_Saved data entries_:
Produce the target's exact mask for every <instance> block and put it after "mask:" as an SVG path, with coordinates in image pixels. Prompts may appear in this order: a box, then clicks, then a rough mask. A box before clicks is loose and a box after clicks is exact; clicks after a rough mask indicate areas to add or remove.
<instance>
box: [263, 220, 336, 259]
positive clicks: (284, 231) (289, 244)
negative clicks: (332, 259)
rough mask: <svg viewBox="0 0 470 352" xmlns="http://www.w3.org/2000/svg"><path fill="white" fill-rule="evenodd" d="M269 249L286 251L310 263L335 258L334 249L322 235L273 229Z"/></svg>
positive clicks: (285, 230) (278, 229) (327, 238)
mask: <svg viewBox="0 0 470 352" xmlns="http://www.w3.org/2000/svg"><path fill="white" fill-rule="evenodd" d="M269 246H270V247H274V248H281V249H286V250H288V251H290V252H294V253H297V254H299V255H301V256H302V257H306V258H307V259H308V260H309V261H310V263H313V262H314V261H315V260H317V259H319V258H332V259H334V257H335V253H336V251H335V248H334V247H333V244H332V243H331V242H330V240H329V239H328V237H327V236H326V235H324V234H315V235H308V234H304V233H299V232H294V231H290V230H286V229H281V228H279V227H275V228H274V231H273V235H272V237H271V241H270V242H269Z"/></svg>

_Problem description_:
Repeat each entry above, keeping every word exact.

_Answer section_:
Produce the target's exact mask for every <instance> block and put it after "mask:" as an SVG path, with coordinates in image pixels. Prompts may appear in this order: a box, then clicks, then a rough mask. A box before clicks is loose and a box after clicks is exact; clicks after a rough mask indicate areas to add or remove.
<instance>
box: [263, 220, 336, 259]
positive clicks: (284, 231) (289, 244)
negative clicks: (332, 259)
rough mask: <svg viewBox="0 0 470 352" xmlns="http://www.w3.org/2000/svg"><path fill="white" fill-rule="evenodd" d="M269 249L286 251L310 263L335 258L334 249L322 235L273 229Z"/></svg>
positive clicks: (285, 230) (278, 229) (327, 238)
mask: <svg viewBox="0 0 470 352" xmlns="http://www.w3.org/2000/svg"><path fill="white" fill-rule="evenodd" d="M269 246H270V247H274V248H281V249H286V250H288V251H290V252H294V253H297V254H299V255H301V256H302V257H306V258H307V259H308V260H309V261H310V263H313V262H314V261H315V260H317V259H319V258H332V259H334V257H335V253H336V251H335V248H334V247H333V244H332V243H331V242H330V240H329V239H328V237H327V236H326V235H324V234H315V235H308V234H304V233H299V232H294V231H290V230H286V229H281V228H279V227H275V228H274V231H273V235H272V237H271V241H270V242H269Z"/></svg>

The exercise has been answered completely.